== YOUR TASK ==
Copy the listing below verbatim, from its first line through the line containing "xmin=0 ymin=0 xmax=623 ymax=273", both included.

Object detection data:
/---

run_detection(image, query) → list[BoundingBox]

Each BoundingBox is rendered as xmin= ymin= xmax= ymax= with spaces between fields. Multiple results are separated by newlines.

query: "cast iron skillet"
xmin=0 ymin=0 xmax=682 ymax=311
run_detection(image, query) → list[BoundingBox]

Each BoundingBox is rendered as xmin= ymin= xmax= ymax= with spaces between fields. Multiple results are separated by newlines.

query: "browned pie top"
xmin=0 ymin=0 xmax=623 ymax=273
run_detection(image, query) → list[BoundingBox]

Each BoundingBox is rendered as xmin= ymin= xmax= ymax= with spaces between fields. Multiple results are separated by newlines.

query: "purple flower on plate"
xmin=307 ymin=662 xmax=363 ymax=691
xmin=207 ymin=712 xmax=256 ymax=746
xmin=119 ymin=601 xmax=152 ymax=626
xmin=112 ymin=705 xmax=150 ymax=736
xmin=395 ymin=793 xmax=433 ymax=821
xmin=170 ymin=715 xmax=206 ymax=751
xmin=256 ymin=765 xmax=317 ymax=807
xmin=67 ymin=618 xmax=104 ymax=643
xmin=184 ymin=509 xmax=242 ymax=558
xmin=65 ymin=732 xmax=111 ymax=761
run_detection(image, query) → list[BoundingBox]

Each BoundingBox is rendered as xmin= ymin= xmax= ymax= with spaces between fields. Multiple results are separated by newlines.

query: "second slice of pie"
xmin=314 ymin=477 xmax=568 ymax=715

\---

== EXERCISE RESULT ==
run_detection(image, query) → list[BoundingBox]

Each BoundingBox is rendered as xmin= ymin= xmax= ymax= with spaces between fields. Multiple results are separated by newlines.

query: "cast iron skillet"
xmin=0 ymin=0 xmax=682 ymax=311
run_detection(image, query) → list[BoundingBox]

Each BoundingBox is rendered as xmin= ymin= xmax= ymax= with spaces between fields. Multiple results are separated by newlines.

query: "browned pie top"
xmin=0 ymin=0 xmax=623 ymax=273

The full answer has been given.